REQUEST:
Please return the listing below line for line, changing nothing.

EXCERPTED RECORDS:
____________________
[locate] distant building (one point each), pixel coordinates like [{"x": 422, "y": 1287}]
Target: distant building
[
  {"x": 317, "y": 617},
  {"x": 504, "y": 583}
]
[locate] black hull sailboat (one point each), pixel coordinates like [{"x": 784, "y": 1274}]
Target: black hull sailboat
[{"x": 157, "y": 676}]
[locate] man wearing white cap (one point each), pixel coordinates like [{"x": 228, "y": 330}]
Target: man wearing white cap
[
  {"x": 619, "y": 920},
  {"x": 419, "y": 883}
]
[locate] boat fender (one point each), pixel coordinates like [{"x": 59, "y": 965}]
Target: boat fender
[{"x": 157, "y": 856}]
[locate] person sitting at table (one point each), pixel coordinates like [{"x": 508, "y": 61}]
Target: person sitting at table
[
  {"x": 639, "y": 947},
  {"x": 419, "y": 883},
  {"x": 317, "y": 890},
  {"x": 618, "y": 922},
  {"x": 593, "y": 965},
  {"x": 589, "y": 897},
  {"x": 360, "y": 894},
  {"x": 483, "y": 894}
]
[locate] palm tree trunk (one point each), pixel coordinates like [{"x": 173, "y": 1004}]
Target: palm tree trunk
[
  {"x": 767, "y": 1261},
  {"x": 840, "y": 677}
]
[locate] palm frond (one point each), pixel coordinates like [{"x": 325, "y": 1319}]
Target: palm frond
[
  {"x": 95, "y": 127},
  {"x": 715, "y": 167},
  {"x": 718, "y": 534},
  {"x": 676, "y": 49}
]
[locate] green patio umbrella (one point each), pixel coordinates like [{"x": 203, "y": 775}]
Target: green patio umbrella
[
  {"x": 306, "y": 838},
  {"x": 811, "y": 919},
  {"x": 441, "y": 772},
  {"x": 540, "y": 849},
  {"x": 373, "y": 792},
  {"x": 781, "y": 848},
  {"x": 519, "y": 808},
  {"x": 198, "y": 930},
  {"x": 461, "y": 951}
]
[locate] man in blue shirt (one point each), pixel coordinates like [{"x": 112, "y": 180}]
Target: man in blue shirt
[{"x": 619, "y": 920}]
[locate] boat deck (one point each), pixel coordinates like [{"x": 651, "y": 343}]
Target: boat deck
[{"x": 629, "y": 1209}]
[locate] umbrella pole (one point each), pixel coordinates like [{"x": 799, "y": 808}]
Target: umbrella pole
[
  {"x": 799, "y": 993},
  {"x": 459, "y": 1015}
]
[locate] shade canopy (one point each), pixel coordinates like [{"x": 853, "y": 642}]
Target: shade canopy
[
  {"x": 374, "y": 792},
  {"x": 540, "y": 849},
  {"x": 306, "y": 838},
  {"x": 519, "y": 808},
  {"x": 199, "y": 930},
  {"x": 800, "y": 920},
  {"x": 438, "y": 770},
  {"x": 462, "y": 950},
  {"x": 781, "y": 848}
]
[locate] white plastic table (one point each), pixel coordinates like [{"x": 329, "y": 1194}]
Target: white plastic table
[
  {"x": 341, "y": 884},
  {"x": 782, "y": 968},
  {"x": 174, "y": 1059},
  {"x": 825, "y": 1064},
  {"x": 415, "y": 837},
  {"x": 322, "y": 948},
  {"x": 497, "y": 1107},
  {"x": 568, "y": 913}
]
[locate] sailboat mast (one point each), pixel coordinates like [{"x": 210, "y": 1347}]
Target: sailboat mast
____________________
COMPLETE RESPONSE:
[locate] distant building (one point each), pixel coordinates like [{"x": 422, "y": 1287}]
Target: distant building
[
  {"x": 317, "y": 617},
  {"x": 504, "y": 583}
]
[locate] black hull sailboat (one point each), pixel coordinates like [{"x": 784, "y": 1274}]
Target: black hull sailboat
[{"x": 157, "y": 676}]
[locate] man wearing white cap (one point each), pixel coordinates like [{"x": 228, "y": 330}]
Target: man wearing white cap
[
  {"x": 619, "y": 920},
  {"x": 419, "y": 883}
]
[locate] boat fender (one point each), pixel coordinates like [{"x": 59, "y": 965}]
Target: boat fender
[{"x": 157, "y": 856}]
[locate] person sitting at table (one point each), pixel coordinates like [{"x": 508, "y": 61}]
Target: person sitting at table
[
  {"x": 639, "y": 947},
  {"x": 419, "y": 883},
  {"x": 317, "y": 890},
  {"x": 618, "y": 922},
  {"x": 593, "y": 965},
  {"x": 589, "y": 897},
  {"x": 360, "y": 894},
  {"x": 483, "y": 894}
]
[locate] palm tree trunk (one point each), pixel coordinates like [{"x": 173, "y": 1004}]
Target: palm tree trunk
[
  {"x": 767, "y": 1261},
  {"x": 840, "y": 677}
]
[locate] palm frond (one point each), pixel coordinates like [{"x": 325, "y": 1319}]
Target: palm frond
[
  {"x": 95, "y": 127},
  {"x": 715, "y": 167},
  {"x": 718, "y": 534},
  {"x": 676, "y": 49}
]
[locate] green patio umbrella (one point each), pixel coordinates like [{"x": 203, "y": 775}]
Target: green patio umbrella
[
  {"x": 306, "y": 838},
  {"x": 811, "y": 919},
  {"x": 441, "y": 772},
  {"x": 540, "y": 849},
  {"x": 373, "y": 792},
  {"x": 781, "y": 848},
  {"x": 519, "y": 808},
  {"x": 198, "y": 930},
  {"x": 461, "y": 951}
]
[locate] man in blue shirt (one point each), pixel coordinates like [{"x": 112, "y": 180}]
Target: man in blue shirt
[{"x": 619, "y": 920}]
[locate] boat deck (one point each), pixel coordinates like [{"x": 651, "y": 343}]
Target: boat deck
[{"x": 629, "y": 1209}]
[locate] umbrella pole (one point each), pixel coordinates like [{"x": 799, "y": 808}]
Target: umbrella pole
[
  {"x": 799, "y": 993},
  {"x": 459, "y": 1015}
]
[locate] shade canopy (one point each), pixel coordinates like [{"x": 853, "y": 642}]
Target: shade canopy
[
  {"x": 374, "y": 792},
  {"x": 540, "y": 849},
  {"x": 306, "y": 838},
  {"x": 519, "y": 808},
  {"x": 199, "y": 930},
  {"x": 800, "y": 920},
  {"x": 438, "y": 770},
  {"x": 462, "y": 950},
  {"x": 781, "y": 848}
]
[locate] white plastic table (one point each), pixel coordinates like [{"x": 329, "y": 1194}]
Target: white plastic table
[
  {"x": 341, "y": 884},
  {"x": 782, "y": 968},
  {"x": 174, "y": 1059},
  {"x": 825, "y": 1064},
  {"x": 415, "y": 837},
  {"x": 322, "y": 948},
  {"x": 497, "y": 1107},
  {"x": 568, "y": 913}
]
[locate] sailboat mast (one point each), pixel coordinates like [{"x": 210, "y": 1347}]
Target: sailboat mast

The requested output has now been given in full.